━━━━━ EXCERPT PROVIDED

Holly Audrey Williams (born March 12, 1981) is an American singer-songwriter and musician. She is the granddaughter of Hank Williams, the niece of Jett Williams, daughter of Hank Williams Jr. and half-sister of Hank Williams III. Williams has released three studio albums: The Ones We Never Knew in 2004, Here with Me in 2009 and The Highway in 2013. The Highway was released on Williams' own label, Georgiana Records, and reached No. 146 on the Billboard 200

Early life
Williams's mother, Becky, is a native of Mer Rouge, Louisiana, and was married to Hank Williams Jr. for a decade. She was born in Cullman, Alabama and has an elder sister named Hilary. Her parents separated when she was young. At age 17, Williams began playing one of her father's guitars, and soon began writing songs.

Williams attended elementary school at St. Paul Christian Academy in Nashville, Tennessee. She graduated from Brentwood Academy and decided to pursue her passion of songwriting and continue playing guitar and piano. She purchased her domain name, recorded an EP, initiated a website, and booked herself at various Nashville clubs.

Career
Soon after signing with CAA, she performed many shows throughout the US and usually toured alone with a guitar and keyboard driving her mother's Suburban car across the country. She went to the UK to open for songwriter Ron Sexsmith with a backpack full of EPs and a guitar. After the release of her first EP in 2003, she signed with Universal South Records and toured with Billy Bob Thornton, Jewel, Train, Keith Urban, and Kasey Chambers. Universal South released her debut album, The Ones We Never Knew, in 2004. This album garnered Williams much critical acclaim and she headlined shows in Germany, Switzerland, Sweden, Norway, Italy, Spain, Australia, Wales, Ireland, and the US.

━━━━━━━━━━

# PROBLEMS TO SOLVE:
- A) Please copy the Holly Williams biography word for word from "Holly Audrey Williams" to "began writing songs.".
- B) Carry on the Holly Williams biography, starting after its final sentence.
The lines after this are separate material and have no connection to the Holly Williams biography.

━━━━━ MATERIAL

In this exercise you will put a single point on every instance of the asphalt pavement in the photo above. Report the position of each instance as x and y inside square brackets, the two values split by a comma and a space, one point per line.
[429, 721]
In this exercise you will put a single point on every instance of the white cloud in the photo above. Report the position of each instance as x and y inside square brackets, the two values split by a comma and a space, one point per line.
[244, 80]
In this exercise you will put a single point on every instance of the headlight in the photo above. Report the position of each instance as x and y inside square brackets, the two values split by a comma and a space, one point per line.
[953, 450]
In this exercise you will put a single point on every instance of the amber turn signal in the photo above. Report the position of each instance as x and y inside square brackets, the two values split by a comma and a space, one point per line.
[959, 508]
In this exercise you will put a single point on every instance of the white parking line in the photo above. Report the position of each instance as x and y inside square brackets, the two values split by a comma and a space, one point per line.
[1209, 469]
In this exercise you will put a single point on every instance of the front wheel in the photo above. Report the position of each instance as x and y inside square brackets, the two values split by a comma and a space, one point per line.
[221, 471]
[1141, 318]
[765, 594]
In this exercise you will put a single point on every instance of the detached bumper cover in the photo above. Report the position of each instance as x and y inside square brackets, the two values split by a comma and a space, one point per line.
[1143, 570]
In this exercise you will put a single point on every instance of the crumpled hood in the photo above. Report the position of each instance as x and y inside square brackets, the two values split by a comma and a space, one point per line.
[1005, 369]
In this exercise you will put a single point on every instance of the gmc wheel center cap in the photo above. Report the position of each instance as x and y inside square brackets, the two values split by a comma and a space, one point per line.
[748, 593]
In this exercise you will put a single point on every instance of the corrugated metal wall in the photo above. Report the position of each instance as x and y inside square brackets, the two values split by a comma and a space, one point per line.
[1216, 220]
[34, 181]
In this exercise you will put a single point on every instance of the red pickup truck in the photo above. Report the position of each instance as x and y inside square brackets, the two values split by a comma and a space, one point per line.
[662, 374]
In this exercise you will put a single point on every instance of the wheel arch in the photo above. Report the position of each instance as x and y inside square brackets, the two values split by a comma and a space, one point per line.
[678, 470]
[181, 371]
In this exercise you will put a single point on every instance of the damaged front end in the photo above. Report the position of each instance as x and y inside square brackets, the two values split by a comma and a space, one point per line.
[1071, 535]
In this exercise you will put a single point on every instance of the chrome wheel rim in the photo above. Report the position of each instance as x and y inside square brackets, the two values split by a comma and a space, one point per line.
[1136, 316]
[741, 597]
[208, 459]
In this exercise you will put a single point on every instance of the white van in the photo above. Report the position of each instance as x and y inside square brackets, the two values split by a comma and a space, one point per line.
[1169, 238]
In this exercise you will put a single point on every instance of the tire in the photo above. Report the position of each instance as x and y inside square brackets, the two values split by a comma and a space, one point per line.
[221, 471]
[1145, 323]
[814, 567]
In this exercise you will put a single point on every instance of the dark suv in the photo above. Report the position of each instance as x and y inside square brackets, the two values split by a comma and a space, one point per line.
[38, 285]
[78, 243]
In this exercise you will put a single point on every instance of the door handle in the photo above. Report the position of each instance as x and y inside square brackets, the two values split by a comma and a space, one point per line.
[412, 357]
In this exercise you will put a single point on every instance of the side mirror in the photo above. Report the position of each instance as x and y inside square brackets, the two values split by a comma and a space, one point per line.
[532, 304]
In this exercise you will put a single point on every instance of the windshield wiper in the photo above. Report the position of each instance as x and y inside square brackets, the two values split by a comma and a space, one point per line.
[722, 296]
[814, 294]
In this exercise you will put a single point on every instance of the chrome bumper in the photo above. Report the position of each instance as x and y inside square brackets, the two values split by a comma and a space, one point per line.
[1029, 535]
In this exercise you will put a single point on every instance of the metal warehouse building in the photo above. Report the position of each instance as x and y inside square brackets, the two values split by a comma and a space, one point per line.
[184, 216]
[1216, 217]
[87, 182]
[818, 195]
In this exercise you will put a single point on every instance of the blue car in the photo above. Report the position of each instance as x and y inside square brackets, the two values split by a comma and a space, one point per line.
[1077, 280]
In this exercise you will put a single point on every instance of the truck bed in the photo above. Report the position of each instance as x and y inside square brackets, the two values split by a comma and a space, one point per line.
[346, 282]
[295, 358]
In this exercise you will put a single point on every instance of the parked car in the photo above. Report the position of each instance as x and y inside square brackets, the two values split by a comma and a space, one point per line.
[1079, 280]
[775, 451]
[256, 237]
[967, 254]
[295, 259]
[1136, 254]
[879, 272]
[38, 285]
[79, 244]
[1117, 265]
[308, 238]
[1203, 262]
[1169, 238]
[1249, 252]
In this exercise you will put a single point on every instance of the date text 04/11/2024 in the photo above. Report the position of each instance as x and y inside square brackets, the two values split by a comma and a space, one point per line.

━━━━━━━━━━

# PER-TASK OUTPUTS:
- A)
Holly Audrey Williams (born March 12, 1981) is an American singer-songwriter and musician. She is the granddaughter of Hank Williams, the niece of Jett Williams, daughter of Hank Williams Jr. and half-sister of Hank Williams III. Williams has released three studio albums: The Ones We Never Knew in 2004, Here with Me in 2009 and The Highway in 2013. The Highway was released on Williams' own label, Georgiana Records, and reached No. 146 on the Billboard 200

Early life
Williams's mother, Becky, is a native of Mer Rouge, Louisiana, and was married to Hank Williams Jr. for a decade. She was born in Cullman, Alabama and has an elder sister named Hilary. Her parents separated when she was young. At age 17, Williams began playing one of her father's guitars, and soon began writing songs.

- B)
In March 2006, Williams was injured in a car crash with her sister Hilary Williams, and canceled her upcoming tour. Her sister was seriously injured, enduring 23 surgeries. Holly Williams' right arm and wrist were broken; she was unsure of when she would play again. She wrote "Without Jesus Here with Me" about her experience during the time of the car accident; it was released on her next record. Hilary Williams wrote a book called Sign of Life about her experience. Holly Williams made small musical appearances at this time, one of them joining John C. Reilly in Nashville, Tennessee to sing "Let's Duet" during the release of Walk Hard: The Dewey Cox Story on December 9, 2007.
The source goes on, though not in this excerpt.